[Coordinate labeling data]

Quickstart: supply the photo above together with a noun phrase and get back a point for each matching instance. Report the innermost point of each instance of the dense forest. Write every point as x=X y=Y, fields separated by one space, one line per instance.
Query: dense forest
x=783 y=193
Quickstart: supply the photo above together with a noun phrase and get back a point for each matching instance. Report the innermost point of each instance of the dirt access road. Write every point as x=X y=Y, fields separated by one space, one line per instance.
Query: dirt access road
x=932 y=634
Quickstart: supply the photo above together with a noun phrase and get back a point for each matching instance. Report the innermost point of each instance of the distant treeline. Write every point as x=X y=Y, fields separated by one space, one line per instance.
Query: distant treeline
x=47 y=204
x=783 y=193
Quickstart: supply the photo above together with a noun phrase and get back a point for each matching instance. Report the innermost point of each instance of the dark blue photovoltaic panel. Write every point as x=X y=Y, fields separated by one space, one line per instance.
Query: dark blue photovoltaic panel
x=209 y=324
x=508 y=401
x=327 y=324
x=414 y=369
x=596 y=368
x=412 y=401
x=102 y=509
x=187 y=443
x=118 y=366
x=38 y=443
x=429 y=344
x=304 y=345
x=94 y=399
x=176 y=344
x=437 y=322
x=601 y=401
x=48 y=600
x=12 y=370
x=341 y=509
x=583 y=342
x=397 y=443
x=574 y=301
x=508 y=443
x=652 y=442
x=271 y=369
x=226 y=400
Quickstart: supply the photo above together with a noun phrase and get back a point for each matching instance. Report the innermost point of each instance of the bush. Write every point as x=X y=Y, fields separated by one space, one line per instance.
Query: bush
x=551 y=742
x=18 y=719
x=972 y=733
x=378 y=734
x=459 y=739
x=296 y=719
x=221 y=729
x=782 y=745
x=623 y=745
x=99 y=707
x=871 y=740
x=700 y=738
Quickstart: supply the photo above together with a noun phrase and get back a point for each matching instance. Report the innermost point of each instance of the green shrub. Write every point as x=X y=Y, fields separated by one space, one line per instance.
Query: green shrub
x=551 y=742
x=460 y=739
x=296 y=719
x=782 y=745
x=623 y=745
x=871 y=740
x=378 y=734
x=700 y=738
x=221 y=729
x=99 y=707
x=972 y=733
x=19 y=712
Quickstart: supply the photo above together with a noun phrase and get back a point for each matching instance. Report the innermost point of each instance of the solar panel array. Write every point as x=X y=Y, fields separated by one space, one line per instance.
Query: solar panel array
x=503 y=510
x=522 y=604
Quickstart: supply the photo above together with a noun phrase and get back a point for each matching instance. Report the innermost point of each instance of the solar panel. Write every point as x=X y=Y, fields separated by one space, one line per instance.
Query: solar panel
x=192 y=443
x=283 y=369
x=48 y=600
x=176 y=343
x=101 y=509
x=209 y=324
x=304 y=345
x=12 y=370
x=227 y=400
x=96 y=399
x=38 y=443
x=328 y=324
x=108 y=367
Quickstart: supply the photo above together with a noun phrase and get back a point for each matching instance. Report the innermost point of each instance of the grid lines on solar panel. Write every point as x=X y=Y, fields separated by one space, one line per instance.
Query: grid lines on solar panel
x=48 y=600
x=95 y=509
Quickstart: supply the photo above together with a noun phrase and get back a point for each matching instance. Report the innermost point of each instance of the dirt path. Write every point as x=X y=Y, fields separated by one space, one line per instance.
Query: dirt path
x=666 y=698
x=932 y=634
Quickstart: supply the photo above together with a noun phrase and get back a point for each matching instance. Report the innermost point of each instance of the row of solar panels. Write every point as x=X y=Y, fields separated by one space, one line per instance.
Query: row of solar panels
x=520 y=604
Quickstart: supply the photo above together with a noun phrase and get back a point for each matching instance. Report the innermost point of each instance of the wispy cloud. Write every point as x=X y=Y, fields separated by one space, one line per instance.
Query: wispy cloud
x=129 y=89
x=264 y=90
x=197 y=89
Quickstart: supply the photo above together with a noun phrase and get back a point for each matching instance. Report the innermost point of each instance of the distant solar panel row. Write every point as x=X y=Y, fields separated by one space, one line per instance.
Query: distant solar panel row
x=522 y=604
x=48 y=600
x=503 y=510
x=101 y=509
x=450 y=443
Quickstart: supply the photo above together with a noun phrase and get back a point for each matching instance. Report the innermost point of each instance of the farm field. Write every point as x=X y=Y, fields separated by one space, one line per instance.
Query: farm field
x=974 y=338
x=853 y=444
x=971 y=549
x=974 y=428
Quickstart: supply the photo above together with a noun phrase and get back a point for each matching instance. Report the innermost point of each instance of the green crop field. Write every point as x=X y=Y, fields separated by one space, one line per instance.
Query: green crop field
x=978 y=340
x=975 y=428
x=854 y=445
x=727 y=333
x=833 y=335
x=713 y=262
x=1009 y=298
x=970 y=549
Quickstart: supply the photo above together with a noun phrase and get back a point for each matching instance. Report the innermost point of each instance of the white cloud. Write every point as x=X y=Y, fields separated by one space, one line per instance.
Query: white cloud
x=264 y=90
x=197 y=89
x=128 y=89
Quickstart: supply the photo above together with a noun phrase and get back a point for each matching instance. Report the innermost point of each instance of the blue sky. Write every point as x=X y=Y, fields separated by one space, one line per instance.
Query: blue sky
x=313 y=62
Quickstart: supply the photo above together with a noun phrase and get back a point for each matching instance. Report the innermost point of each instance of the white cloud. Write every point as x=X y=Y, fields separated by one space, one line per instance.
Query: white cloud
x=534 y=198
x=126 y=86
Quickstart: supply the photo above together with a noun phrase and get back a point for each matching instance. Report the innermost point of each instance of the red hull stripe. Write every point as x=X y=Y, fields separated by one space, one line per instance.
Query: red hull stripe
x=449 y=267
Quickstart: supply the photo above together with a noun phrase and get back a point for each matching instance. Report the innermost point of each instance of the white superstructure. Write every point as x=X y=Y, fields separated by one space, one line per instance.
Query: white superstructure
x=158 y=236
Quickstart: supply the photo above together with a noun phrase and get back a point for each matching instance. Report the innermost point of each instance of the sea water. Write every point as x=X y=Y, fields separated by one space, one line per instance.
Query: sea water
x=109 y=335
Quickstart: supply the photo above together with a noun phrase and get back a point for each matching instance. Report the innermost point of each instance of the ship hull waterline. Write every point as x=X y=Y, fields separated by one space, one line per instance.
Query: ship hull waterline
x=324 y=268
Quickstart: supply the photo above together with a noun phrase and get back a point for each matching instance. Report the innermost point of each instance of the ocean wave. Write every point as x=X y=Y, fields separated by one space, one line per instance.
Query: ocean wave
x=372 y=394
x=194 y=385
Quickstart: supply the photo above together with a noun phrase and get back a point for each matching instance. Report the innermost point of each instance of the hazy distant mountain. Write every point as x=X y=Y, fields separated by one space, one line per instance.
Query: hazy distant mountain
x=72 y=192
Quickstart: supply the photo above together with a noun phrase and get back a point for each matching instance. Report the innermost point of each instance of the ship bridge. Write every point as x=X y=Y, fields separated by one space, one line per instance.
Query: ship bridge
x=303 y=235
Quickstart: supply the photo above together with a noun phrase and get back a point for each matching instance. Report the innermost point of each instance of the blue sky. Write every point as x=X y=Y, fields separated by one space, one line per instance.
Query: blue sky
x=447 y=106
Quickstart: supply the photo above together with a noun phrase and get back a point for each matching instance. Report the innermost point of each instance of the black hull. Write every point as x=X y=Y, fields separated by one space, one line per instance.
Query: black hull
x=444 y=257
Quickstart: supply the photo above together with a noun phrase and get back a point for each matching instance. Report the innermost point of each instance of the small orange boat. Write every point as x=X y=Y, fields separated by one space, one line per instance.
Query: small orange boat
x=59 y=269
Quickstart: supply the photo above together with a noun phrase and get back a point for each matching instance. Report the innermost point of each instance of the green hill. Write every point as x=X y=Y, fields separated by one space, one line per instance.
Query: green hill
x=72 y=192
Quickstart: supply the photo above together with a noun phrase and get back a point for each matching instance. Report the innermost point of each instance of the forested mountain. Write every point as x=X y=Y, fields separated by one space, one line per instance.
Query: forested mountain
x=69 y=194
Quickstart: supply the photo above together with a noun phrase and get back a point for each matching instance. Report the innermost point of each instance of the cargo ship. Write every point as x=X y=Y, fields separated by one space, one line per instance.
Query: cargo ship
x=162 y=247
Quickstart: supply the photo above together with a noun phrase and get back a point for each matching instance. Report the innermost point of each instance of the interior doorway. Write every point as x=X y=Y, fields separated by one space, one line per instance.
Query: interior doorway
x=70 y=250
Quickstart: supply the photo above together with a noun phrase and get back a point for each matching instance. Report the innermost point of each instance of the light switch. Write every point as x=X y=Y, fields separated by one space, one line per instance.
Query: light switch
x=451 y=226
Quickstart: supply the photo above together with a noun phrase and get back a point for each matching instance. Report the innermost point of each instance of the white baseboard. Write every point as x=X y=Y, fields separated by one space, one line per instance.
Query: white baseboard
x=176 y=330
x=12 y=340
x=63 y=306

Written instruction:
Find the line that contains "of the interior". Repeat it and every line after it, exactly as written, up to and including the last line of the records above.

Solution:
Quickstart: supply the photo above together with a noun phrase and get back a point for each matching instance. Report the innermost point of each instance of the interior doorway. Write every point as x=X y=Y, fields separated by one space, one line per instance.
Query: interior doorway
x=70 y=250
Quickstart: supply the photo above together with a noun phrase and get back a point for each matching instance. Report the innermost point of each instance of the light switch. Write every point as x=X y=Y, fields separated by one space, one line per instance.
Query: light switch
x=451 y=226
Quickstart: supply the photo above together with a noun phrase and get back a point for each matching instance. Report the innermost point of each instance of the white baseboard. Write every point as x=X y=Y, fields separated by one space, one line per instance.
Query: white baseboard
x=176 y=330
x=12 y=340
x=63 y=306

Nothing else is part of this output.